Description of the task = Print the listing that follows, character for character.
[Start of Supplied records]
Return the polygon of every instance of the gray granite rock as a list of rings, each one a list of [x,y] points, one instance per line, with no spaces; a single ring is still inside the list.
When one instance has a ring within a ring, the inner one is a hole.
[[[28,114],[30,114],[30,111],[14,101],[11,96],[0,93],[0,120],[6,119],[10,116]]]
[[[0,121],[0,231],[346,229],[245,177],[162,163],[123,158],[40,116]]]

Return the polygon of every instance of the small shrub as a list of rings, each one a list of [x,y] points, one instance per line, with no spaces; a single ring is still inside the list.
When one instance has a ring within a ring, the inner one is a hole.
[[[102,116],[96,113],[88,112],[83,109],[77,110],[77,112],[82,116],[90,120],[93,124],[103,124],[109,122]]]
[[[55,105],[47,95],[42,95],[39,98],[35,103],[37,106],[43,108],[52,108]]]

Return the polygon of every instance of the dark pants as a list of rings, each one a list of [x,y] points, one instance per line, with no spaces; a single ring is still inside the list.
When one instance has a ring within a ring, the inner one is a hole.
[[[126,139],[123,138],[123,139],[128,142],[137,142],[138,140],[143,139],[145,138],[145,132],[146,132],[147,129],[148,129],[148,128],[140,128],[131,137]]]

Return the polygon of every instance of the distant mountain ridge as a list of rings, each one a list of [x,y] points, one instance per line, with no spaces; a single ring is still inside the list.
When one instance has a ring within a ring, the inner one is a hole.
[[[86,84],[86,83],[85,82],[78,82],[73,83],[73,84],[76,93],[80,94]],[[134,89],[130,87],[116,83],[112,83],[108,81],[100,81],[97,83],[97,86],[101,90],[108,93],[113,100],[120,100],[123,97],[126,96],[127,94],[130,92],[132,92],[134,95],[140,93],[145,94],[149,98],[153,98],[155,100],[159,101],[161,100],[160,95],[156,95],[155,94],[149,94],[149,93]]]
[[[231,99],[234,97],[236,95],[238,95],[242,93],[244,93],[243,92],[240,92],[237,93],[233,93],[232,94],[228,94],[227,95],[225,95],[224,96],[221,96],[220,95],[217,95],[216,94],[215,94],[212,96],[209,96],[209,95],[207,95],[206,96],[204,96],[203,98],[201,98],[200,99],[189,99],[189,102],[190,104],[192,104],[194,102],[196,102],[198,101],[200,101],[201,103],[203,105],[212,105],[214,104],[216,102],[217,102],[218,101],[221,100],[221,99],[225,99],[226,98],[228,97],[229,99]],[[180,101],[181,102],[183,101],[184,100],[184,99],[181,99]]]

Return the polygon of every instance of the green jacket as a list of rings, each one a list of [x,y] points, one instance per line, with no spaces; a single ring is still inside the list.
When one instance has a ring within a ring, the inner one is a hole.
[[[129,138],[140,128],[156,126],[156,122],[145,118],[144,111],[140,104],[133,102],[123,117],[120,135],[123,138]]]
[End of Supplied records]
Answer to this exercise =
Return the polygon of every instance of the gray granite rock as a list of rings, each one a list of [x,y] points, one instance per line, with no spaces; a single ring is still inside the list.
When one instance has a ring within a ring, the inner one is a hole.
[[[28,114],[30,114],[30,111],[14,101],[11,96],[0,93],[0,120],[6,119],[10,116]]]
[[[0,121],[0,231],[346,229],[245,177],[162,163],[123,158],[40,116]]]

Return the polygon of every instance of the small shrub as a list of rings, each one a list of [x,y] points, one instance per line, with no spaces; a single ring is still inside the list.
When one instance has a ring within a ring, the inner one is a hole.
[[[102,116],[96,113],[88,112],[83,109],[77,110],[77,112],[82,116],[90,120],[93,124],[103,124],[109,122]]]
[[[55,105],[47,95],[42,95],[39,98],[35,103],[37,106],[43,108],[52,108]]]

Return the polygon of every instance of the dark pants as a list of rings, each one a list of [x,y] points, one instance per line, with no spaces; a single ring is still inside the list.
When one instance has a ring within a ring, the inner one is a hole.
[[[126,139],[123,138],[123,139],[128,142],[137,142],[138,140],[143,139],[145,138],[145,132],[146,132],[147,129],[148,129],[148,128],[140,128],[131,137]]]

Return the polygon of every instance of the distant mountain ridge as a list of rings, each one a list of [x,y] points, one instance per line, with no spaces; a single ring is still inside the list.
When one instance has a ring within a ring, the inner one is a hole.
[[[86,84],[86,83],[85,82],[78,82],[73,83],[73,84],[76,93],[80,94]],[[134,89],[130,87],[116,83],[112,83],[108,81],[100,81],[97,83],[97,86],[101,90],[108,93],[113,100],[120,100],[123,97],[126,96],[127,94],[130,92],[132,92],[134,95],[140,93],[145,94],[149,98],[153,98],[155,100],[159,101],[161,100],[160,95],[156,95],[155,94],[149,94],[149,93]]]
[[[231,99],[234,97],[236,95],[238,95],[242,93],[244,93],[243,92],[240,92],[237,93],[233,93],[232,94],[228,94],[227,95],[225,95],[224,96],[221,96],[220,95],[217,95],[216,94],[215,94],[212,96],[209,96],[209,95],[207,95],[206,96],[204,96],[203,98],[201,98],[200,99],[189,99],[189,102],[190,104],[192,104],[194,102],[196,102],[198,101],[200,101],[201,103],[203,105],[212,105],[214,104],[216,102],[217,102],[218,101],[221,100],[221,99],[225,99],[226,98],[228,97],[229,99]],[[180,101],[181,102],[183,101],[184,100],[184,99],[181,99]]]

Return the polygon of every instance of the green jacket as a list of rings, each one a list of [x,y] points, one instance per line, with no spaces; a single ring is still inside the list.
When one instance has a ring within a ring, the inner one is a hole.
[[[129,138],[140,128],[156,126],[156,122],[145,118],[144,111],[140,104],[133,102],[123,117],[120,135],[123,138]]]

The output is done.